• [Written instruction]: Show each line from the records below that contains the word "Select", copying every such line in full.

• [Dataset content]:
<<<<
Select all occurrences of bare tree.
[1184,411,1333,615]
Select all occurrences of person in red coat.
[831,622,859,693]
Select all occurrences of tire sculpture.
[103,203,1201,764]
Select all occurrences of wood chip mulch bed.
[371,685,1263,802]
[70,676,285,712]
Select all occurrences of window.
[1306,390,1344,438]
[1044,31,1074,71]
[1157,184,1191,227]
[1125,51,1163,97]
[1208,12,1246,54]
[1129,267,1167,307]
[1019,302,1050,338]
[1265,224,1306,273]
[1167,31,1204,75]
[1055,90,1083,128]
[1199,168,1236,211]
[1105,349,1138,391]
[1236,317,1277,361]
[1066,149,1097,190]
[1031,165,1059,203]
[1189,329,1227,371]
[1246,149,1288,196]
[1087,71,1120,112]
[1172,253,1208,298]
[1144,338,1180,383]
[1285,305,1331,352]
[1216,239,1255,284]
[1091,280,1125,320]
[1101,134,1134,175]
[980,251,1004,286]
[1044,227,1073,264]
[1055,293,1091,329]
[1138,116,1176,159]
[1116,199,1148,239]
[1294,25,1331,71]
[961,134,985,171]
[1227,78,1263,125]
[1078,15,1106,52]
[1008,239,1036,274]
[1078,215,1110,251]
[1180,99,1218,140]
>>>>
• [Finished task]:
Select all occurrences of bare tree.
Select all occurrences of person in red coat.
Select all occurrences of tire sculpture.
Select all occurrences of wood chip mulch bed.
Select all occurrences of window.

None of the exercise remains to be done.